# Tareas a realizar
1. Reproduce sin cambios el pasaje del texto sobre Vermeer y Delft que va de "Así, Vermeer se" a "la Joven dormida.".
2. En el texto sobre Vermeer y Delft, resume en forma de lista el párrafo que empieza con "Así, Vermeer se aparta del orden" y conserva sus datos principales.
3. Prosigue el texto sobre Vermeer y la pintura de Delft a partir de su última oración.

No se tienen pruebas de ello.
Delft, una de las escuelas de los Países Bajos, ha abrigado pintores de
diversas especialidades: de escenas de género, de flores, paisajistas (entre
ellos, el "romano" Pynacher) e incluso un maestro de lo fantástico,
Leonard Bramer. Todo ello no ha dado origen a un grupo coherente. Pero en
cierta época, entre 1640 y 1660, se ve converger hacia la ciudad un buen número
de jóvenes pintores. El más eminente, Carel Fabritius, discípulo de Rembrandt,
personalidad poderosa, separada pronto de la influencia de su maestro, pintará
una Vista de Delft, en la que hay una
curiosísima búsqueda de construcción del espacio en perspectiva.
Están también Pieter de Hooch, Emmanuel de Witte, Jan Steen,
artistas cuya obra tendrá cierto parentesco con la de Vermeer. Sin duda,
hay algo en Delft que los atrae y los influye. Pieter de Hooch pinta entonces
sus cuadros más rigurosos; el turbulento Jan Steen, escenas llenas de mesura y
discreción, y podemos pensar que fue en Delft de quien Emmanuel de Witte
concibió sus interiores como volúmenes luminosos llenos de misterio. ¿Vinieron
a trabajar cerca de Vermeer? De ninguna manera. Las fechas contradicen la
hipótesis y si Delft, en el estado actual de las investigaciones, aparece como
un centro posible de cierta concepción de la pintura, sin poder decir quién
animó este centro.
Cristo en casa de Marta y María de Vermeer (National Gallery of Scotland, Edimburgo). Pintado en 1632, en este cuadro queda clara la estructura piramidal de la composición, en la que Cristo aparece con la cabeza ligeramente inclinada hacia su derecha, en un gesto que hace evidente que está escuchando a las dos mujeres.
Así, Vermeer se aparta del orden
de la historia. Por
doquiera que se crea poder atacarle se escapa. Y sus cuadros, cuanto más se les
mira, más intrigan. No son obras de precursor (ni siquiera su influencia es
segura). Cada vez son menos numerosos. No se organizan unos con otros de manera
cierta. Mientras más fascinan a la opinión, más constituyen un verdadero
escándalo histórico.
⇦ La callejuela de Vermeer (Rijksmuseum, Amsterdam). Este es uno de los pocos paisajes exteriores que pintara Vermeer a partir de la Joven dormida.
Sin embargo, se conocen muchas
cosas de Vermeer y de su vida. La fecha en que nació; el 31 de octubre de 1632.

(Datos de expresiones referenciales basadas en fotografías)
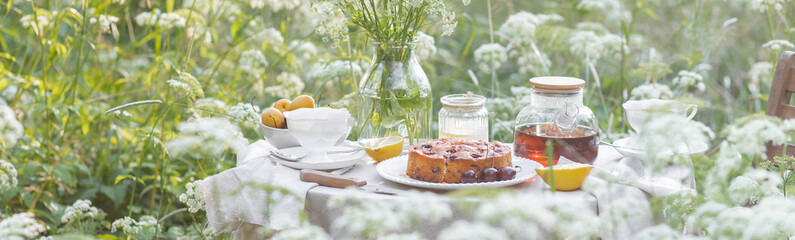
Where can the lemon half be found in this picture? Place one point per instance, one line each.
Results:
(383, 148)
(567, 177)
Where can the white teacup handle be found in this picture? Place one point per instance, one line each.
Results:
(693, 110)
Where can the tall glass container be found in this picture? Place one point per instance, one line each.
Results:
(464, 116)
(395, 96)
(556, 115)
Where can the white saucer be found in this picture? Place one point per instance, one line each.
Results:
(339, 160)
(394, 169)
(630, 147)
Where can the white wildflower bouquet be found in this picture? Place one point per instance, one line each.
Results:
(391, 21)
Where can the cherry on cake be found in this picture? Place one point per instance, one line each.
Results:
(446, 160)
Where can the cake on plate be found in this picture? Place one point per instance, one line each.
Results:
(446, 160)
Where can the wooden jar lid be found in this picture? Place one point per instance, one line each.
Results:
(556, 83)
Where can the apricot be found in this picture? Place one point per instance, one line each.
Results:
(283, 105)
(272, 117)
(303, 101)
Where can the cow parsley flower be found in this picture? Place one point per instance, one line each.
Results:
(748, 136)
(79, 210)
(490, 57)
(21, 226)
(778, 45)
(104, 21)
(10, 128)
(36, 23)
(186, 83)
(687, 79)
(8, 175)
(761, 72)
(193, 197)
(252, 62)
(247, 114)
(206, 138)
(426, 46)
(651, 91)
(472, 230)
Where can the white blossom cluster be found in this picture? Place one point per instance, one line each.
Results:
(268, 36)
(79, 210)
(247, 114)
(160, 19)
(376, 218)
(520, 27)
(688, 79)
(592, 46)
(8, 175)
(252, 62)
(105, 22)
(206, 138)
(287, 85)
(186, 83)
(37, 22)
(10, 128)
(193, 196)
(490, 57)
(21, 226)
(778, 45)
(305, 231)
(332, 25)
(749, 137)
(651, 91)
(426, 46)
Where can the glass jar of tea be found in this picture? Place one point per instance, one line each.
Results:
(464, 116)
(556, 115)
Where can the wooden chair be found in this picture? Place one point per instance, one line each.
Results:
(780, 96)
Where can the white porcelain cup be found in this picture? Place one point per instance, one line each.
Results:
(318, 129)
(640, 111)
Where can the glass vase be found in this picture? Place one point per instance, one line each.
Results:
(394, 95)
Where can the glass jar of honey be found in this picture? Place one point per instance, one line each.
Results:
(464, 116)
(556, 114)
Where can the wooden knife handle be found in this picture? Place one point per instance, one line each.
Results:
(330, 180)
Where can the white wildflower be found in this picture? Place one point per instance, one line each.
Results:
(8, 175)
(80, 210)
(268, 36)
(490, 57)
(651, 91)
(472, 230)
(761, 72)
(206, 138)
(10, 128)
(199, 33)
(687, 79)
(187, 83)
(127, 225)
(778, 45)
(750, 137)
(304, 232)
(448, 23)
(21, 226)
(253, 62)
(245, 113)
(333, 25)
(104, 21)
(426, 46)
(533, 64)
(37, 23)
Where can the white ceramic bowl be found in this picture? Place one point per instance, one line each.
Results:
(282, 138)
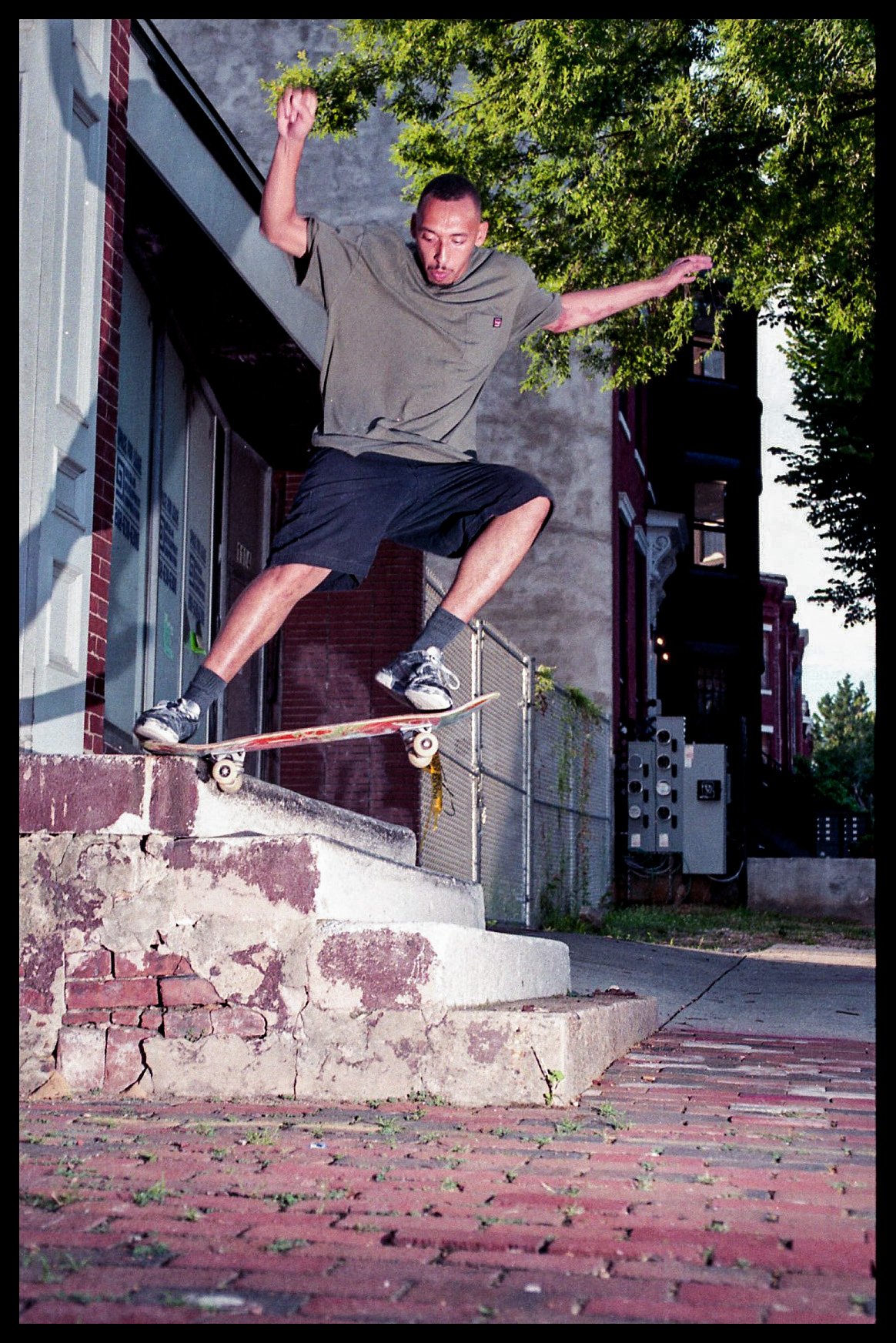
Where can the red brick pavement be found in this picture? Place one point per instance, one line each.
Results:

* * *

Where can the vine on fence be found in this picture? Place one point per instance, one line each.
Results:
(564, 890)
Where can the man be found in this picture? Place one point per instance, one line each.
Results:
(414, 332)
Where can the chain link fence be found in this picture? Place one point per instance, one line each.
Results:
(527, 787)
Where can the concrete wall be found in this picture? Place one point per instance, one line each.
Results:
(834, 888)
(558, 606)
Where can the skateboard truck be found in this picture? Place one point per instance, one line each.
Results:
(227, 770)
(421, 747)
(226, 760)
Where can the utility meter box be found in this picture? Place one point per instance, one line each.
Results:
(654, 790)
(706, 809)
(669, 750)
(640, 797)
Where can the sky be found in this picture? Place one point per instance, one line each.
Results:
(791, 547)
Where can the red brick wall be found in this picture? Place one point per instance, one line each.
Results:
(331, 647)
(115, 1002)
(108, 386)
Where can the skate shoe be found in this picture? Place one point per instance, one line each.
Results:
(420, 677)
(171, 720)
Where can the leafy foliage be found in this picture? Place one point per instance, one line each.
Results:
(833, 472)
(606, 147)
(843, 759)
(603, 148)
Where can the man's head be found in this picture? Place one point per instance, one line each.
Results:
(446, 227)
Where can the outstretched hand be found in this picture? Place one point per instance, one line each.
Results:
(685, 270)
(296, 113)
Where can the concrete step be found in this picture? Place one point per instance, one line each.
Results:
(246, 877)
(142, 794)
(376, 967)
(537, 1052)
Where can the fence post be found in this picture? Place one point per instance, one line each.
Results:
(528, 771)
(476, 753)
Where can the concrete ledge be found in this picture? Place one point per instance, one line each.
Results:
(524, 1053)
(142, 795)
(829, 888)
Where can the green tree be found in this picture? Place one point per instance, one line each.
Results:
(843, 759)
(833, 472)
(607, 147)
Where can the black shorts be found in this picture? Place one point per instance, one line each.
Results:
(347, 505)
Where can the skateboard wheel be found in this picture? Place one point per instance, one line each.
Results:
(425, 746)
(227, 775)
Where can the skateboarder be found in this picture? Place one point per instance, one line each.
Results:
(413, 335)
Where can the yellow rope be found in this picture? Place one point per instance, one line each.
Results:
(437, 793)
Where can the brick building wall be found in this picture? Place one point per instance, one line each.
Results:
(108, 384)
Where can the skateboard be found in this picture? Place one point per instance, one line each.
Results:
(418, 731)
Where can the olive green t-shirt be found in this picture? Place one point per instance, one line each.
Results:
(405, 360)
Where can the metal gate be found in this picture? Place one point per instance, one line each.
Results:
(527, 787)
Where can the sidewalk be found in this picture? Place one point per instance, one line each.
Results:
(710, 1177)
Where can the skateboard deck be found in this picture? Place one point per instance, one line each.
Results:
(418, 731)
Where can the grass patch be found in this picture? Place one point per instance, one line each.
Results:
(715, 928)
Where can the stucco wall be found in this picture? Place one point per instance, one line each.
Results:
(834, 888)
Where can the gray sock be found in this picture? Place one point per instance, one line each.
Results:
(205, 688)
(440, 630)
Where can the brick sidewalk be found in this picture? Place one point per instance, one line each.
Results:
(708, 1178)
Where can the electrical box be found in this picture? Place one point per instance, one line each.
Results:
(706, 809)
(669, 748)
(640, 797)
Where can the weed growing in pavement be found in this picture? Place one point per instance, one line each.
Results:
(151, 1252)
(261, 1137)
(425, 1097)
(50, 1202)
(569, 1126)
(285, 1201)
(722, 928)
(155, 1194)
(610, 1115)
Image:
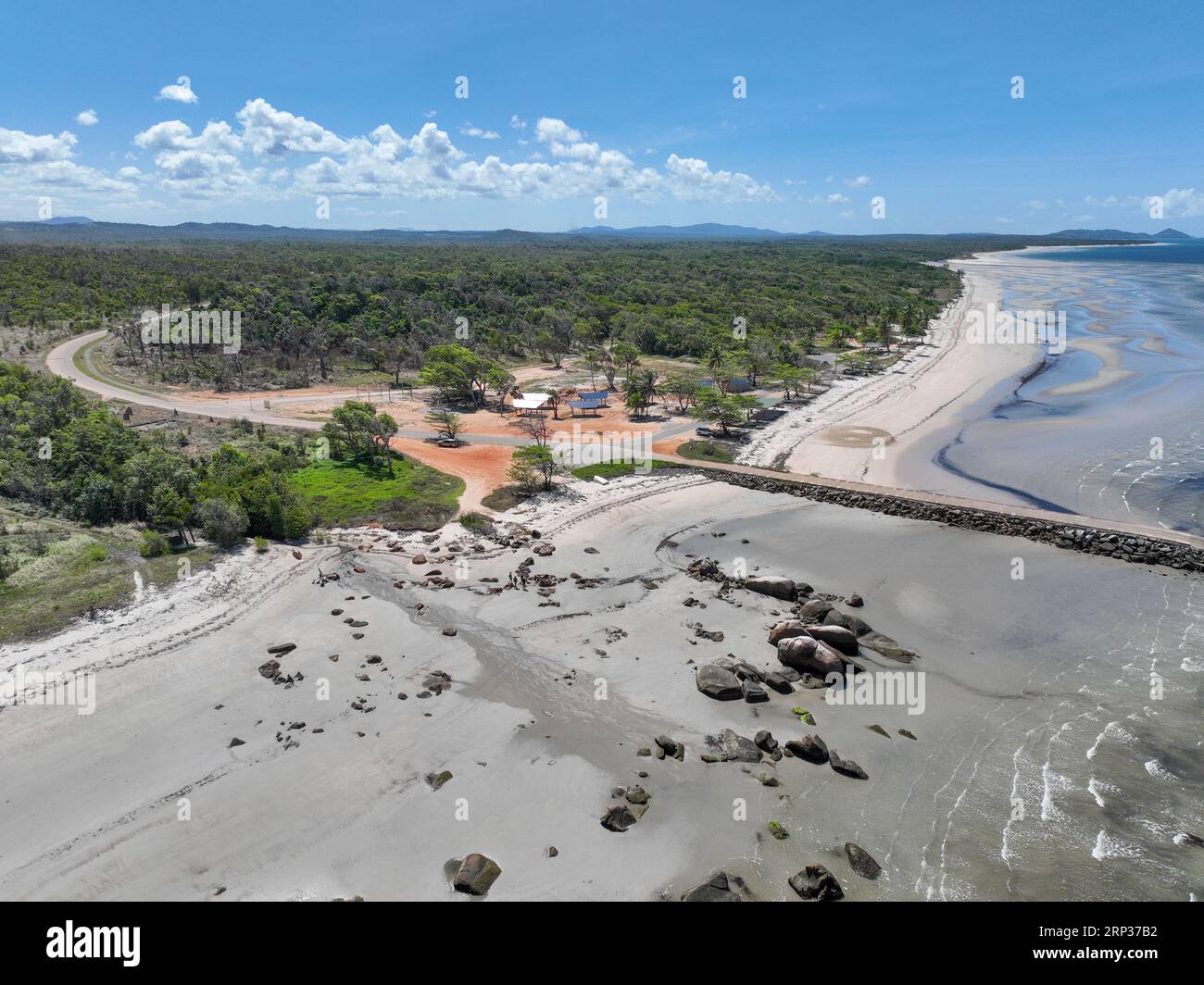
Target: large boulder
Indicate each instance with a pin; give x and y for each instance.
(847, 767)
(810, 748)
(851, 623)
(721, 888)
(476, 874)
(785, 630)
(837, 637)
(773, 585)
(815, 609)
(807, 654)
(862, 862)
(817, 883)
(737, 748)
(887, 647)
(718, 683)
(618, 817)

# Tus respuestas
1.
Así, Vermeer se aparta del orden
de la historia. Por
doquiera que se crea poder atacarle se escapa. Y sus cuadros, cuanto más se les
mira, más intrigan. No son obras de precursor (ni siquiera su influencia es
segura). Cada vez son menos numerosos. No se organizan unos con otros de manera
cierta. Mientras más fascinan a la opinión, más constituyen un verdadero
escándalo histórico.
⇦ La callejuela de Vermeer (Rijksmuseum, Amsterdam). Este es uno de los pocos paisajes exteriores que pintara Vermeer a partir de la Joven dormida.

2.
- Vermeer se aparta del orden de la historia y escapa a cualquier intento de atacarlo.
- Cuanto más se miran sus cuadros, más intrigan.
- No son obras de precursor, y ni siquiera su influencia es segura.
- Son cada vez menos numerosos y no se organizan entre sí de manera cierta.
- Cuanto más fascinan a la opinión, más constituyen un verdadero escándalo histórico.

3.
Cuando murió; el 15 de diciembre de 1675. Que se casó a los 21 años y tuvo once
hijos (ocho de los cuales vivieron) de Catherina Bolnes. Dónde vivía. En la
Plaza del Mercado de Delft hay una placa que indica: "Aquí se elevaba la
casa donde nació el pintor Jan Vermeer". Pero, sin embargo, hay tan poca
relación entre los datos de su existencia, corta y sin tumulto, y la realidad
de sus cuadros que hay que preguntarse si el pintor, quizá católico, fue ese
padre de familia numerosa y marchante de cuadros a ratos perdidos.
Aun así, no todo es
inconciliable. Existen concordancias. Los blasones que figuran por dos veces en
las vidrieras de composiciones suyas son los de una de sus vecinas de la Plaza
del Mercado. Se tiene, incluso, el testimonio de un aficionado lionés, Baltasar
de Monconys, que el11 de agosto de 1663 fue a visitar al pintor. "Vi
-anota en su Diario- al pintor Vermeer que no tenía ninguna de sus obras. Pero
las vimos en casa de un panadero que le había pagado 600 libras." Se
conoce, incluso, el papel que representó en el Gremio de los Pintores de su
ciudad. Vermeer de Delft fue nombrado decano en dos ocasiones: a los 31 y a los
38 años.
Muchacha leyendo una carta junto a la ventana de Vermeer (Gemaldegalerie, Dresde). Esta obra resume la obra pictórica del autor por la calculada relación que establece entre figura, luz y espacio. En el mismo escenario que pintará tantas veces; esa estancia con la misma ventana, el bodegón sobre un tapete, la misma silla. La dama no interesa por su anécdota, sino porque centra el juego altamente intelectualizado de espacio y luz.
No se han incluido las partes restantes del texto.